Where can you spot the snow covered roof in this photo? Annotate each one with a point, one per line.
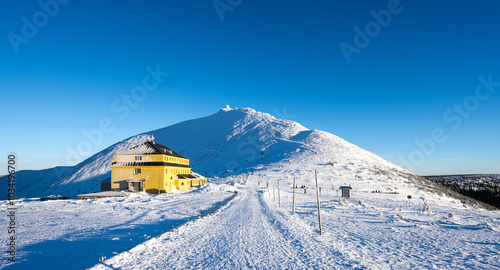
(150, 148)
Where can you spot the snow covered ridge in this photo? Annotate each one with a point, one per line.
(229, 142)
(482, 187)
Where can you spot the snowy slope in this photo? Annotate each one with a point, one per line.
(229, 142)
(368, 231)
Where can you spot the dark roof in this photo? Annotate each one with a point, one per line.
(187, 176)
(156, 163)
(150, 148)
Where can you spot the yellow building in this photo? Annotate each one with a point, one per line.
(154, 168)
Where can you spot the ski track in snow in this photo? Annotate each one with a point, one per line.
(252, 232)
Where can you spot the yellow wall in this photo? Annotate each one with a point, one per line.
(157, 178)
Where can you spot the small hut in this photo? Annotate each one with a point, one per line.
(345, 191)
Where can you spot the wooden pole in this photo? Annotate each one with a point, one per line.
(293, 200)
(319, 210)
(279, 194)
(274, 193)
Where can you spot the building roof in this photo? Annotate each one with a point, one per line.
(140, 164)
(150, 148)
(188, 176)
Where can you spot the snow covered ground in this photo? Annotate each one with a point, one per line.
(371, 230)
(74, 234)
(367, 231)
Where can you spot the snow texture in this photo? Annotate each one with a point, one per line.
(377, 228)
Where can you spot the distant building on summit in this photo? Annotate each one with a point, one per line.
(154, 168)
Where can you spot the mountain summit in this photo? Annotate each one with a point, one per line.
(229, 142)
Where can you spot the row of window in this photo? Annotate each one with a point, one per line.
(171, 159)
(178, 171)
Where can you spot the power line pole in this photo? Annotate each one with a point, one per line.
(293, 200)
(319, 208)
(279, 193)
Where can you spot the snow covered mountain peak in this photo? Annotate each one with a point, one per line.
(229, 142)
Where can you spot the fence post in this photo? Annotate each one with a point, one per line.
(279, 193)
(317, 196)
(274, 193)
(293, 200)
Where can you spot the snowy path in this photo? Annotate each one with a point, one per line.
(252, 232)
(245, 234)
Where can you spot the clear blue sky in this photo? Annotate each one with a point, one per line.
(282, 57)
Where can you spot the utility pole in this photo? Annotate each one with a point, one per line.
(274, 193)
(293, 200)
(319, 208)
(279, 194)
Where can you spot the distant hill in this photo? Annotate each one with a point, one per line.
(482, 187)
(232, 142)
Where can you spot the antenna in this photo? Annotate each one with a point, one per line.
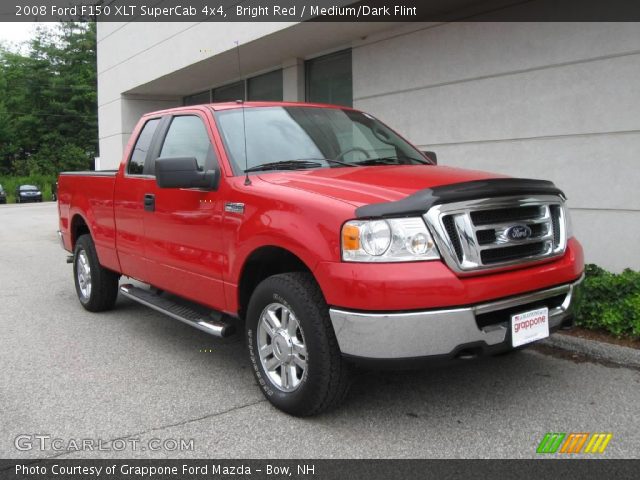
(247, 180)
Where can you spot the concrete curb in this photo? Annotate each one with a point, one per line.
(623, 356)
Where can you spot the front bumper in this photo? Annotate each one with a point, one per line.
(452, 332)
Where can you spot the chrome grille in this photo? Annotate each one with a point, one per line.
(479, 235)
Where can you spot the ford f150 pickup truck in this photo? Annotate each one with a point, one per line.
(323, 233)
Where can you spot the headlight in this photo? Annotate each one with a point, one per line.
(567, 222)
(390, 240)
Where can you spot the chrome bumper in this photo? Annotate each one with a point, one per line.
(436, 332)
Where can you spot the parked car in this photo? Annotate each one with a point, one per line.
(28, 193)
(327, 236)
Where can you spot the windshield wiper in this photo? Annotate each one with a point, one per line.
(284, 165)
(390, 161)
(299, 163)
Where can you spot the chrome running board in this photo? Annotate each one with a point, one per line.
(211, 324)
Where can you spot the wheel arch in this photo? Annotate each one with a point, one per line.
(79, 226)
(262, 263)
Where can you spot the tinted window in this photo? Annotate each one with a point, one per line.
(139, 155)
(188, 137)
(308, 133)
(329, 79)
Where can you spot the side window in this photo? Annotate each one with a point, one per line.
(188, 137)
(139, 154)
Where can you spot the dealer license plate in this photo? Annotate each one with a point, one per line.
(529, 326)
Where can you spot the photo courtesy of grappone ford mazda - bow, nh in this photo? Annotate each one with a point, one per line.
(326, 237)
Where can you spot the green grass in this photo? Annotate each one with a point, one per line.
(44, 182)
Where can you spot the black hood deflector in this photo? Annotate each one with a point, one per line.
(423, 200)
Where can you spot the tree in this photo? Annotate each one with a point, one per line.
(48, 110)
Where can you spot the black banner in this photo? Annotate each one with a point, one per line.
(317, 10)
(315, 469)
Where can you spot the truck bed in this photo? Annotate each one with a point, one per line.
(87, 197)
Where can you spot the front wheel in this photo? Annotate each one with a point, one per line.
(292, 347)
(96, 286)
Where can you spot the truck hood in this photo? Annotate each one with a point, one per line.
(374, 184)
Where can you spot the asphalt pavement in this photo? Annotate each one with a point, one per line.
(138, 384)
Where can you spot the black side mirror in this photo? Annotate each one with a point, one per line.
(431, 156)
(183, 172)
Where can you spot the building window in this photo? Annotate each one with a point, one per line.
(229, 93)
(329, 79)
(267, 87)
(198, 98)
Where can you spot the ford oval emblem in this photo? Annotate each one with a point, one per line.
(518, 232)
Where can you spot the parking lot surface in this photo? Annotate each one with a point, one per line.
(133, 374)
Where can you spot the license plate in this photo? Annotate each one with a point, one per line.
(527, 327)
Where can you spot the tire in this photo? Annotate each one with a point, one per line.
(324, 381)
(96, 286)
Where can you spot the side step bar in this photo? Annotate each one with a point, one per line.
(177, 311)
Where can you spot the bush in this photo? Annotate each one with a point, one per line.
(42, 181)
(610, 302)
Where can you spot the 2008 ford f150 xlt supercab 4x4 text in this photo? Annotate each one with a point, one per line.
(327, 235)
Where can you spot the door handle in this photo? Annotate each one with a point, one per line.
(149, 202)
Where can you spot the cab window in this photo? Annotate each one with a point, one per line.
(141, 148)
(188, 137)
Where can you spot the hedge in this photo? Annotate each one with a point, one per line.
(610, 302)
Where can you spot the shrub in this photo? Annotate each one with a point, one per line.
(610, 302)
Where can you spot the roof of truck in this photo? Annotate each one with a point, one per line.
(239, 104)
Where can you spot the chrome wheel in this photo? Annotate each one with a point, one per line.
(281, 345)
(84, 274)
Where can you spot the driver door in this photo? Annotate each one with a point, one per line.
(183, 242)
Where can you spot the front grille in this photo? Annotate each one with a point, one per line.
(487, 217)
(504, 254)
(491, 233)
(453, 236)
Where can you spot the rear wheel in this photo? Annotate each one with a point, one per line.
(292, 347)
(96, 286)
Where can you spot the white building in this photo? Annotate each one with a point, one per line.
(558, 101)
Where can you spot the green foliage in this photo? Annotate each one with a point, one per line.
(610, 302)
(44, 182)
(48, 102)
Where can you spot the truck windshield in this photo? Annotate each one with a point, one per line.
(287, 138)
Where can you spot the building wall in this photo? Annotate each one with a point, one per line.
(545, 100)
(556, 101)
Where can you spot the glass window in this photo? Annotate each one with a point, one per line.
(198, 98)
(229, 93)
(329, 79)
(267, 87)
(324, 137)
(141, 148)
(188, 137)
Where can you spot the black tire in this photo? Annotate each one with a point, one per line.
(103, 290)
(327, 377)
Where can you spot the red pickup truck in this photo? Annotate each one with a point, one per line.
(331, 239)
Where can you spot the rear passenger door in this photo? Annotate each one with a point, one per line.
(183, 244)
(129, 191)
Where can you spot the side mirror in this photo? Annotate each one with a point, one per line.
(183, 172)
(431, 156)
-*-
▶ **DIRECTIONS FOR THIS TASK**:
Return all of the records above exactly as written. Omit each picture.

▶ **ANSWER SECTION**:
Where can you spot the snow covered roof in this photo? Annotate each one with a point, one per line.
(150, 148)
Where can you spot the snow covered ridge in this photo? Annotate each one with a point, one per line.
(229, 142)
(482, 187)
Where can you spot the snowy slope in this photo? Annotate each one with a point, one per line.
(229, 142)
(368, 231)
Where can you spot the dark roof in this photo? Annotate each one with a point, one per line.
(187, 176)
(156, 163)
(150, 148)
Where can you spot the yellow building in this photo? Annotate each one with a point, one per line.
(154, 168)
Where can you spot the ski track in snow in this photo? Annotate each one with a point, one per line.
(252, 232)
Where can you spot the yellow wall in this photo? Annotate each one with a point, one per line.
(157, 178)
Where can you spot the small hut in this photo? Annotate each one with a point, one per line.
(345, 191)
Where can you spot the wooden pole in this photo? Annotate each one with a point, one per line.
(293, 200)
(319, 210)
(279, 194)
(274, 193)
Where can you spot the building roof in this photo? Annotate each one with a point, one per line.
(140, 164)
(150, 148)
(188, 176)
Where can you spot the snow covered ground in this photo? Annotate each one with a point, one per line.
(371, 230)
(74, 234)
(367, 231)
Where can you spot the snow texture in this photo? Annotate each one with a point, one per line.
(377, 228)
Where can you spot the distant building on summit in this photo? Annotate each one with a point, one per line.
(154, 168)
Where can you spot the mountain summit in this photo? Annotate each one with a point, one per line.
(229, 142)
Where can you spot the row of window in this photo? Annotate each one with a point, one per line.
(171, 159)
(178, 171)
Where can you spot the power line pole in this photo? Annotate each one with a point, one per line.
(293, 200)
(319, 208)
(279, 193)
Where can you spot the snow covered mountain peak in this photo? Annotate each one with a point, one per line.
(229, 142)
Where can you spot the fence post in this photo? Annotate each one with a point, one per line.
(279, 193)
(317, 196)
(274, 193)
(293, 200)
Where can you spot the snowy path in this photo? Annotate each one with a point, one per line.
(252, 232)
(245, 234)
Where can you spot the clear blue sky in this photo? Annotate each one with a point, one per line.
(282, 57)
Where can you spot the utility pole in this photo? Annotate each one with a point, one per line.
(274, 193)
(293, 200)
(319, 208)
(279, 194)
Where can you spot the distant hill in this photo? Annotate each one with a point, one per line.
(482, 187)
(232, 142)
Where can you spot the antenna in this photo? Annotate each one with a point, one per line.
(247, 180)
Where can you spot the concrete curb in this photo? Annotate each one with a point, one per line.
(623, 356)
Where can you spot the front bumper in this photo? Annotate each one with a point, one per line.
(452, 332)
Where can you spot the chrome grille in this photo? Annotate each one with a point, one per line.
(479, 235)
Where can you spot the ford f150 pickup truck in this photo? Annotate each one with a point, one per line.
(323, 233)
Where can you spot the headlight in this photo? Annotate each one with a point, one per line.
(567, 222)
(390, 240)
Where can you spot the chrome bumper in this photo? Annotate each one with a point, one per line.
(436, 332)
Where can you spot the parked car in this photo? Annotate each one with a point, one per line.
(28, 193)
(327, 236)
Where can you spot the windshield wiper in this photo? Annotate each one with a point, one per line.
(284, 165)
(390, 161)
(299, 163)
Where can you spot the chrome running board in this photo? Annotate each one with a point, one per line.
(211, 324)
Where can you spot the wheel arch in this photo? Annotate each one with a point, one per line.
(79, 226)
(262, 263)
Where can you spot the tinted window in this photo? Annotate each one with a point, one per line.
(139, 155)
(188, 137)
(308, 133)
(329, 79)
Where can you spot the side window in this photo? Annotate each one with a point, one per line.
(188, 137)
(139, 154)
Where can you spot the dealer license plate in this photo? Annotate each one with a point, one per line.
(529, 326)
Where can you spot the photo courtesy of grappone ford mazda - bow, nh in this photo? Annotate each one with a point, one per line.
(326, 237)
Where can you spot the green grass in this photo? Annotate each one with a point, one per line.
(44, 182)
Where can you spot the black hood deflector in this photo? Annotate each one with a point, one per line.
(423, 200)
Where can you spot the tree in this photo? Annotate each one with a point, one per line.
(48, 110)
Where can you spot the black banner in this photo? Annotate each one with a point, one per line.
(317, 10)
(315, 469)
Where can you spot the truck bed in this photo? Annotate each one with a point, one per line.
(87, 197)
Where can you spot the front wheel in this photo? Annotate each one with a point, one per line.
(292, 347)
(96, 286)
Where can you spot the truck hood in this photo? Annotate each one with a point, one per line.
(374, 184)
Where can you spot the asphalt pavement in this photo? Annotate each one with a point, one per line.
(138, 384)
Where can you spot the black side mirror in this photo? Annotate each one with a point, one per line.
(431, 156)
(183, 172)
Where can you spot the building window in this photo? Annotate each one with a point, one per line.
(229, 93)
(329, 79)
(267, 87)
(198, 98)
Where can you spot the ford oval emblem in this photo? Annotate each one with a point, one per line.
(518, 232)
Where can you spot the parking lot surface in this photo? Annotate each one with a point, one per line.
(133, 374)
Where can you spot the license plate in this photo? Annotate each one with a point, one per line.
(527, 327)
Where can you spot the tire in this photo? Annotate each one with a point, one per line.
(324, 381)
(96, 286)
Where can you spot the side step bar in this photo? Annotate each one with a point, one per line.
(177, 311)
Where can you spot the bush in this photo? Annotate each one with a point, one per line.
(42, 181)
(610, 302)
Where can you spot the 2008 ford f150 xlt supercab 4x4 text in this photo? Annotate each one with a point, one per line.
(327, 235)
Where can you spot the door handle in this photo? Annotate each one with a point, one per line.
(149, 202)
Where can you spot the cab window in this photo? Annotate each one with a point, one per line.
(141, 148)
(188, 137)
Where can you spot the hedge in this photo? Annotate each one with a point, one per line.
(610, 302)
Where can you spot the shrub in this photo? Annotate each one with a point, one per line.
(610, 302)
Where can you spot the roof of truck in this photo? Annotate each one with a point, one per line.
(239, 104)
Where can you spot the chrome wheel in this photo? Annotate each one with a point, one per line.
(281, 345)
(84, 274)
Where can you spot the driver door in this photo? Annotate each one with a point, one per line.
(183, 242)
Where can you spot the front grille in this photo? Annotate each one with a point, one per line.
(487, 217)
(504, 254)
(491, 233)
(453, 236)
Where can you spot the rear wheel in this photo? Annotate each one with a point, one per line.
(292, 347)
(96, 286)
Where can you spot the white building in this photo? Annotate each one with a point, one per line.
(558, 101)
Where can you spot the green foliage in this photo? Annotate each one with a point, one per line.
(610, 302)
(44, 182)
(48, 102)
Where can you spot the truck windshield in this photo? Annotate each one with a point, one per line.
(287, 138)
Where can you spot the building wall in this photo? Annotate each one with a point, one per line.
(545, 100)
(556, 101)
Where can you spot the glass window in this photo? Annotate each one with a point, one per line.
(198, 98)
(229, 93)
(329, 79)
(267, 87)
(324, 137)
(141, 148)
(188, 137)
Where can you spot the black tire in this photo? Annotate each one with a point, one per line.
(103, 290)
(327, 377)
Where can you spot the red pickup truck in this photo? Annotate each one with a point, one per line.
(331, 239)
Where can you spot the rear passenger door in this photo? Annotate each one with a point, one per line.
(183, 244)
(129, 191)
Where can you spot the side mirror in this photo? Annotate each one with a point, one per line.
(183, 172)
(431, 156)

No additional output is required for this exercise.